## AIM OF THE TASK
In the listing below, copy everything from the line containing "Please scan the above image. Is any utility" down to the line containing "[23, 0, 211, 51]", changing "rocky slope" to "steep hillside" and leaving all else as it is.

********

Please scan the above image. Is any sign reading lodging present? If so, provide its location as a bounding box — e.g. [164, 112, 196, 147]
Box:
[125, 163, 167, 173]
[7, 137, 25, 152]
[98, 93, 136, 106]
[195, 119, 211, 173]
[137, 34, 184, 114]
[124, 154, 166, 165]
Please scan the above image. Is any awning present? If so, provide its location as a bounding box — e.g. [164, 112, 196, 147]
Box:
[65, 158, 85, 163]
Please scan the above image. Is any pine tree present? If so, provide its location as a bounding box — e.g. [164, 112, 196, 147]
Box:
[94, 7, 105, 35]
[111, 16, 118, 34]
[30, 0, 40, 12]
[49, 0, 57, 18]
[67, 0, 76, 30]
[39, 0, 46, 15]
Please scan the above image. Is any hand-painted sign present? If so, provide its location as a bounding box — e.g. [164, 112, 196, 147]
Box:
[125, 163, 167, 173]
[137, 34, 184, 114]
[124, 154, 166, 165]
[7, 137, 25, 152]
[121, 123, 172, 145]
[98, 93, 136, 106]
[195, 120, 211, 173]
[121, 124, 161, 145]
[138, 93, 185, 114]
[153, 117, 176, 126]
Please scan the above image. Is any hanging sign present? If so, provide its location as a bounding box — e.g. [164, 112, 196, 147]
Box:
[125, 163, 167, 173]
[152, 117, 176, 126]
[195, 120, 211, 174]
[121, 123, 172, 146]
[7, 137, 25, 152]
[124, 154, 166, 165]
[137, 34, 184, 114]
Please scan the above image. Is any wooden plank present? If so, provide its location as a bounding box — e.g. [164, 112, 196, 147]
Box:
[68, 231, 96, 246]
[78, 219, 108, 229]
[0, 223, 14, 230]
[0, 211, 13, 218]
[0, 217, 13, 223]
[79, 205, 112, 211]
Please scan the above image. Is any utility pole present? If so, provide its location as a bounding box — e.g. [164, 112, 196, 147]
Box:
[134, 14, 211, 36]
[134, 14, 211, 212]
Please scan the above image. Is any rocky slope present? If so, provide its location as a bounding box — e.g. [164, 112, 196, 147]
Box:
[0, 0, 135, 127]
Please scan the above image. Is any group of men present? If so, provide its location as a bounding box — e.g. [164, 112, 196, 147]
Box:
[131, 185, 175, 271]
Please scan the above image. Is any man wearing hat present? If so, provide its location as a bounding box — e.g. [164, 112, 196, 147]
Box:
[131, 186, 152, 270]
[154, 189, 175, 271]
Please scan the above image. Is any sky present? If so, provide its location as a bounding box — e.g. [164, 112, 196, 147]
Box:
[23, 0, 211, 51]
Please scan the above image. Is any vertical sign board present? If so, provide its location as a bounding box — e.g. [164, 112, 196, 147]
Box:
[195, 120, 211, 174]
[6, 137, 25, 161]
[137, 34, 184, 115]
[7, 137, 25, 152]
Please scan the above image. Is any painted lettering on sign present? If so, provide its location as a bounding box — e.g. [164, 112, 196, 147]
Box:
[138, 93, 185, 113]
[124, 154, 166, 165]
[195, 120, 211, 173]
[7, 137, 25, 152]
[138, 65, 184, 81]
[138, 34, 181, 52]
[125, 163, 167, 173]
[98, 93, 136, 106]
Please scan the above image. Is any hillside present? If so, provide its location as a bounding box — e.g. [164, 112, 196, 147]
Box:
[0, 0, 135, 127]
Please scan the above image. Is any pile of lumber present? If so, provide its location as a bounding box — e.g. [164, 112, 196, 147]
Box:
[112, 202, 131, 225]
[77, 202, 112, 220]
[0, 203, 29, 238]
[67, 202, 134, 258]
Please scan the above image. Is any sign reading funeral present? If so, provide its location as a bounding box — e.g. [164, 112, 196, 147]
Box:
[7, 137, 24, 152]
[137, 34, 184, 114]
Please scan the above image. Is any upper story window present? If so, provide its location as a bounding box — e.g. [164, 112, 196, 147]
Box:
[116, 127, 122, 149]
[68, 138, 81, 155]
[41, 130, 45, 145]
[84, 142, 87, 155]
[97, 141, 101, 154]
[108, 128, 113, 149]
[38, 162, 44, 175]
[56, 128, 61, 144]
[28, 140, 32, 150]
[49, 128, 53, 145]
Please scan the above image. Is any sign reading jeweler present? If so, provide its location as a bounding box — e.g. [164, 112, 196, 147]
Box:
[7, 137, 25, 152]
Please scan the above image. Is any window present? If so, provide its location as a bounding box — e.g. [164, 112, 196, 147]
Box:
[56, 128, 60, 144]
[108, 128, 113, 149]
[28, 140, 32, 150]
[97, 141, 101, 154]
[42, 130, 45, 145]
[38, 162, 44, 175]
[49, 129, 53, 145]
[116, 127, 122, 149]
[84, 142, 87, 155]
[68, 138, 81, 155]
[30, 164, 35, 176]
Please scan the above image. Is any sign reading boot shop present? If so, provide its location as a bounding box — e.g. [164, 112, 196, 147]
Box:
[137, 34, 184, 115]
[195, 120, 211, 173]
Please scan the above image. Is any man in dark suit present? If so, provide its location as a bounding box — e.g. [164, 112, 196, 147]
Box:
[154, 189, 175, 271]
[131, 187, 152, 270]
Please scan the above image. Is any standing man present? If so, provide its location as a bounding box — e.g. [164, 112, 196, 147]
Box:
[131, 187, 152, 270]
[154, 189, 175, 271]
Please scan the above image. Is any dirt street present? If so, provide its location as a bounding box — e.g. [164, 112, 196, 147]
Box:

********

## RESPONSE TO THE TASK
Please scan the above image. Is any utility pole present? If so, provide its location as a bounding box — e.g. [164, 112, 196, 147]
Box:
[134, 14, 211, 36]
[134, 14, 211, 212]
Please scan the above image. Is any steep hillside present? If so, provide its location as a bounding box — e.g. [164, 112, 196, 147]
Box:
[0, 0, 135, 127]
Please scan the above image. Is any group of men present? If so, provide its location as a bounding box — e.g. [164, 112, 196, 147]
Box:
[131, 185, 175, 271]
Please scan the above image. Is any man wearing hat present? If so, provide its location as a bounding box — e.g. [164, 112, 196, 147]
Box:
[131, 186, 152, 270]
[154, 189, 175, 271]
Please scan the above image. Is any sky present? If so, provide its location as a bounding box — e.g. [164, 112, 196, 147]
Box:
[23, 0, 211, 51]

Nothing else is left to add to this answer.